* _TASK STATEMENT_: Convert the lines below into a two-column CSV with the header row request,mask and one row per request. Put each request's text and its answer in one quoted field each, replacing line breaks with spaces.

* _DATA LINES_:
↓
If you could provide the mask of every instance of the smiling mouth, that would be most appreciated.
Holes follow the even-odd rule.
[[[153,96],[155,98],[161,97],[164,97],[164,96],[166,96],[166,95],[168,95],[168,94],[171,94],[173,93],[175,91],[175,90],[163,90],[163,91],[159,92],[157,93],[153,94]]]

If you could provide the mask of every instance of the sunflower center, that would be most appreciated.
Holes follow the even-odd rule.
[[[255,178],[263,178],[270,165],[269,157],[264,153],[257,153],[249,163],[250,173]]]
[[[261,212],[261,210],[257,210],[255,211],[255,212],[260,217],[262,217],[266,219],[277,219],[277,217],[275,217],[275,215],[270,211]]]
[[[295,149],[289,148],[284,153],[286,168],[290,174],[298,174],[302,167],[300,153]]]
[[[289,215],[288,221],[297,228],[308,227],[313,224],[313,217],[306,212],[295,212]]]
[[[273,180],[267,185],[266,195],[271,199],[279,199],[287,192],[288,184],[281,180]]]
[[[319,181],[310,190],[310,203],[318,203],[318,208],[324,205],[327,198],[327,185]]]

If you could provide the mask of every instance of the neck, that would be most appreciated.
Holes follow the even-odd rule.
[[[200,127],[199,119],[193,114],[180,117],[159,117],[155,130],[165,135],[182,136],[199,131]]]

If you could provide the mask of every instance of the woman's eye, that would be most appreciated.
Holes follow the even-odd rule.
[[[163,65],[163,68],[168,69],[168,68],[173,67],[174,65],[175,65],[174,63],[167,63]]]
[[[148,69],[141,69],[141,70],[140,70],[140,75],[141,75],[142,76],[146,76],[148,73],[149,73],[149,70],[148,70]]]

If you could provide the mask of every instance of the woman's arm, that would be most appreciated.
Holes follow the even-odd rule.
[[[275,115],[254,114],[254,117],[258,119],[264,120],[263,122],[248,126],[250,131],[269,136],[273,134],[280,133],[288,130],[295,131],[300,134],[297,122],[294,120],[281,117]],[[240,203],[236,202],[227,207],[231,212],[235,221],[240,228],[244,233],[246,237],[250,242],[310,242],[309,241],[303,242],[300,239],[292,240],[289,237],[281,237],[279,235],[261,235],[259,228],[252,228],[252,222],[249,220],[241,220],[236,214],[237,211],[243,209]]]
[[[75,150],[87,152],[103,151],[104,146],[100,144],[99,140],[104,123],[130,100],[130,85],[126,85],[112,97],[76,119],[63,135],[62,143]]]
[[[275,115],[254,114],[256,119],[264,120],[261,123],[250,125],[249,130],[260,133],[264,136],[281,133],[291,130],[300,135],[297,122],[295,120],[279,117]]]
↑
* _PROBLEM SOLUTION_:
request,mask
"If you could provide the mask of every instance of the smiling mouth, that would be most appreciated. Holes follow the even-odd rule.","[[[153,96],[155,98],[161,97],[164,97],[164,96],[166,96],[166,95],[168,95],[168,94],[171,94],[173,93],[175,91],[175,90],[163,90],[163,91],[159,92],[157,93],[153,94]]]"
"If you could provide the mask of every instance of the sunflower center, that would be most appreciated. Holes follow the even-odd rule.","[[[255,178],[263,178],[270,165],[269,157],[264,153],[257,153],[249,163],[250,173]]] [[[261,212],[261,210],[257,210],[255,211],[255,212],[260,217],[262,217],[266,219],[277,219],[277,217],[275,217],[275,215],[270,211]]] [[[295,149],[289,148],[284,153],[286,168],[290,174],[298,174],[302,167],[300,153]]] [[[289,215],[288,221],[297,228],[308,227],[313,224],[313,217],[306,212],[295,212]]] [[[273,180],[267,185],[266,195],[271,199],[279,199],[287,192],[288,184],[281,180]]] [[[319,181],[310,190],[310,203],[318,203],[318,208],[324,205],[327,198],[327,185]]]"
"If you could provide the mask of every instance of the neck, that would be most appreciated. Holes follow the even-odd rule.","[[[200,127],[199,119],[193,114],[180,117],[159,117],[155,130],[165,135],[182,136],[199,131]]]"
"If you could provide the mask of every instance of the woman's eye, that would be most appreciated. Holes follow the even-odd rule.","[[[163,65],[163,68],[168,69],[168,68],[173,67],[174,65],[175,65],[174,63],[167,63]]] [[[148,69],[141,69],[141,70],[140,70],[140,75],[141,75],[142,76],[146,76],[148,73],[149,73],[149,70],[148,70]]]"
"If you could provide the mask of every instance of the woman's arm, that would be most appreciated. Holes follow the even-odd rule.","[[[275,115],[254,114],[254,117],[258,119],[264,120],[263,122],[248,126],[250,131],[269,136],[273,134],[280,133],[288,130],[295,131],[300,134],[297,122],[294,120],[281,117]],[[240,203],[236,202],[227,207],[231,212],[235,221],[240,228],[244,233],[246,237],[250,242],[310,242],[309,241],[303,242],[300,239],[292,240],[289,237],[281,237],[279,235],[261,235],[259,228],[252,228],[252,222],[249,220],[241,220],[236,214],[237,211],[243,209]]] [[[75,150],[87,152],[103,151],[104,146],[100,144],[99,140],[104,123],[130,100],[130,85],[126,85],[112,97],[76,119],[63,135],[62,143]]] [[[275,115],[254,114],[256,119],[264,120],[261,123],[250,125],[249,130],[260,133],[264,136],[281,133],[291,130],[300,135],[297,122],[295,120],[279,117]]]"